Take the data that follows and retype it word for word.

[Pointing dataset records]
__________

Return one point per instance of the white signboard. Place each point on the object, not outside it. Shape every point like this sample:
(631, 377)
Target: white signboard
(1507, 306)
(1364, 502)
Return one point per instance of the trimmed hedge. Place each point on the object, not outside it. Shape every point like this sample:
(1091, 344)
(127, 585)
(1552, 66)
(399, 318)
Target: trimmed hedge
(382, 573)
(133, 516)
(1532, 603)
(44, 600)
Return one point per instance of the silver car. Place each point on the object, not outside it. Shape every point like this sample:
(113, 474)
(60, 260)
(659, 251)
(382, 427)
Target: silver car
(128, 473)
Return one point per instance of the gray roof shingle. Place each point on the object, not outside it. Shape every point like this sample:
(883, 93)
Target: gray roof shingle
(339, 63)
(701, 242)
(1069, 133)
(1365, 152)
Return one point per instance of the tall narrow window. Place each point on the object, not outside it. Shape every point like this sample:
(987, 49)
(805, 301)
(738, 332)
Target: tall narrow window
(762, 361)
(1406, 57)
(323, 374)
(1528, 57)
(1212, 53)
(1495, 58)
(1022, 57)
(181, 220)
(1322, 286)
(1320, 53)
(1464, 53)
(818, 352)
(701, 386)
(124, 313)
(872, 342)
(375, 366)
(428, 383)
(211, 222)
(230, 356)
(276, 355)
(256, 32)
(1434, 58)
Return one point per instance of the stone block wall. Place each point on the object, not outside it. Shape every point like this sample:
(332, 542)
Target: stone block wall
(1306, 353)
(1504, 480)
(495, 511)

__________

Output:
Return one point per instance of the white signboard. Place each point on the object, not outside it. Shape every point like this sample:
(631, 377)
Target: white signboard
(1507, 306)
(1364, 502)
Return one point per instance of the trimmed hedge. Place each point on the object, not outside it. Shape every point like this sample:
(1091, 344)
(127, 585)
(1552, 66)
(399, 318)
Target: trimmed hedge
(382, 573)
(133, 516)
(1532, 603)
(44, 600)
Return one point per instance of the silver car. Place each point on the object, not outside it. Shape every point like this sample:
(113, 474)
(60, 260)
(659, 251)
(382, 427)
Target: silver car
(128, 473)
Return one point per instance of the gray roof shingle. Place each point on the object, not outside it. Shape every point like this sample:
(883, 93)
Target: gray roof shingle
(339, 63)
(701, 242)
(1069, 133)
(1365, 152)
Return one point per instance of the tall narrow window. Place each point on the object, not outside it. Shape every point like this sample:
(987, 49)
(805, 301)
(738, 332)
Target: tall narrow window
(762, 361)
(1406, 57)
(323, 374)
(1528, 57)
(1212, 53)
(1495, 58)
(1022, 57)
(181, 220)
(1322, 286)
(1320, 53)
(1464, 53)
(818, 352)
(701, 386)
(124, 313)
(872, 342)
(375, 366)
(428, 383)
(211, 222)
(230, 356)
(276, 355)
(256, 32)
(1434, 58)
Return one point per instance of the stone block wall. Place each point on the object, not outside it. Shape every point like this sample:
(332, 542)
Target: stone block wall
(1306, 353)
(1504, 480)
(495, 511)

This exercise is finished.